WRITTEN TASK
Emit the entire listing verbatim.

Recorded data
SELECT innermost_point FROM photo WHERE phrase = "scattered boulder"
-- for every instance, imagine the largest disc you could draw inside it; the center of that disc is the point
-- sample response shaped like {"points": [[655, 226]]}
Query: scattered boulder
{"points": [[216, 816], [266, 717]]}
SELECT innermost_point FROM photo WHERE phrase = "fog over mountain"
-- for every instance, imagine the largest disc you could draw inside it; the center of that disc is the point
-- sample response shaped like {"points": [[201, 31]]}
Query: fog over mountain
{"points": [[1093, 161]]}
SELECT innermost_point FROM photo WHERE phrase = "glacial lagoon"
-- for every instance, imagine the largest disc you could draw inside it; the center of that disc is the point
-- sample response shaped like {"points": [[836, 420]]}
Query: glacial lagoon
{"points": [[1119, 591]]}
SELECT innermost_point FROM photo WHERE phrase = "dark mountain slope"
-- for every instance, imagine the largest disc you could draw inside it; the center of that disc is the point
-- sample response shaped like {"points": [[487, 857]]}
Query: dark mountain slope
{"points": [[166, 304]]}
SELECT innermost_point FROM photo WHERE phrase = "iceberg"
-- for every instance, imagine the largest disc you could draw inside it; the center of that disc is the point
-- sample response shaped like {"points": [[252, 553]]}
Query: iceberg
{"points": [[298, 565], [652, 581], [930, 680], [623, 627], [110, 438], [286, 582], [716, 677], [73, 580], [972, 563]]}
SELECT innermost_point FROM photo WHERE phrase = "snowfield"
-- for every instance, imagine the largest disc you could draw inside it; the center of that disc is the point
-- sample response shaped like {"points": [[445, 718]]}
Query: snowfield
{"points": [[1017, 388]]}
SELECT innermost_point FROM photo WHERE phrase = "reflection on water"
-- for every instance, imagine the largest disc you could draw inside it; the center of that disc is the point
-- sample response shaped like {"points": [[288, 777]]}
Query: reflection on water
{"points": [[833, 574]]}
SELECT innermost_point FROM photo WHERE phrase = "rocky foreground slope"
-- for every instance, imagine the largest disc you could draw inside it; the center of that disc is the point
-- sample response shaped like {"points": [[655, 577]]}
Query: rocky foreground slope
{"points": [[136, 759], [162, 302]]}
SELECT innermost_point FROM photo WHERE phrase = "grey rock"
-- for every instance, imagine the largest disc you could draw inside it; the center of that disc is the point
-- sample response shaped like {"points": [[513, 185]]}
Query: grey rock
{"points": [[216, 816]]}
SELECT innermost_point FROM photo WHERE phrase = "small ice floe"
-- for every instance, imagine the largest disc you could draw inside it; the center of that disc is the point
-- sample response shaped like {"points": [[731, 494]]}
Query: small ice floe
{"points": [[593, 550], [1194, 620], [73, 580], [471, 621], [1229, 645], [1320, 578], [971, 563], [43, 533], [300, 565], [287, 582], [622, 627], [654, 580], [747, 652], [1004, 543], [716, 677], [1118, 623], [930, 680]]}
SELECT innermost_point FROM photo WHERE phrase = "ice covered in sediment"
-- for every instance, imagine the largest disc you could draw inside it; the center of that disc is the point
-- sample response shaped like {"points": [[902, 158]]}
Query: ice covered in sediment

ANSWER TO THIS PROBLEM
SELECT innermost_point FROM photo WHERE phrase = "scattered boulder"
-- for every instance, imagine the largest disc you could draw inside it; the center of that disc is the point
-- sample response shaped like {"points": [[655, 226]]}
Query: scattered boulder
{"points": [[216, 816], [266, 717]]}
SELECT innermost_point FROM photo WHERE phrase = "fog over mountain"
-- for every instance, imagine the largest disc you could draw inside it; the center of that disc is the point
-- sample response shaped like {"points": [[201, 31]]}
Query: fog over mountain
{"points": [[1093, 161]]}
SELECT innermost_point FROM photo WHERE phrase = "glacial lagoon"
-- for every instance, imagine the largest disc you could draw inside it; the center of that disc is the point
-- sample response shaped like {"points": [[836, 420]]}
Query: glacial lagoon
{"points": [[1119, 591]]}
SELECT innermost_point FROM photo WHERE phrase = "dark mountain slope"
-- for every instance, imagine the largest disc you could draw inside it; the center of that disc is the point
-- sample response shaped like {"points": [[487, 857]]}
Query: dark mountain slope
{"points": [[166, 304]]}
SELECT innermost_point FROM photo WHERE phrase = "iceberg"
-- for every instance, imagine the largest disc you could draw inside it; the center of that disc is the point
-- sample response shaped like {"points": [[252, 553]]}
Query: iceberg
{"points": [[298, 565], [652, 581], [930, 680], [623, 627], [110, 438], [286, 582], [716, 677], [73, 580], [972, 563]]}
SELECT innermost_point FROM photo WHERE phrase = "snowfield"
-- for every instance, imagine the largest disc you could draw inside it; the center of that disc is the point
-- sample response shaped like {"points": [[445, 718]]}
Query: snowfield
{"points": [[1017, 388]]}
SELECT innermost_point FROM photo WHERE phrase = "reflection on water"
-- for every instance, imagine the largest disc you could draw inside it; the center of that disc is the point
-- sample response shaped like {"points": [[288, 777]]}
Query: reflection on water
{"points": [[833, 574]]}
SELECT innermost_point FROM photo WHERE phrase = "rocky foreground slope"
-- for every instance, imagine the largest disc you could draw inside it; the center of that disc is the point
-- sample response shaped like {"points": [[655, 577]]}
Query: rocky foreground slope
{"points": [[136, 759], [162, 302]]}
SELECT innermost_point FROM photo WHERE phrase = "grey rock"
-- for every instance, imagine the largest disc you could draw inside it; the center of that disc is the point
-- sample response shaped like {"points": [[513, 185]]}
Query: grey rock
{"points": [[216, 816]]}
SELECT innermost_point FROM photo WHERE phrase = "small ice floe"
-- for every instance, imagine the largest disc you could draw inside it; the center of that disc is the point
-- sample response shaped like {"points": [[731, 494]]}
Query: small ice floe
{"points": [[593, 550], [1194, 620], [73, 580], [471, 621], [1229, 645], [1320, 578], [971, 563], [43, 533], [300, 565], [287, 582], [622, 627], [654, 580], [747, 652], [1004, 543], [716, 677], [1118, 623], [930, 680]]}
SELECT innermost_point FROM photo WHERE phrase = "ice covered in sediment"
-- for every instance, imagine the largest disc you could draw inside it; the center of that disc is the point
-- sample response shaped like {"points": [[902, 158]]}
Query: ice covered in sediment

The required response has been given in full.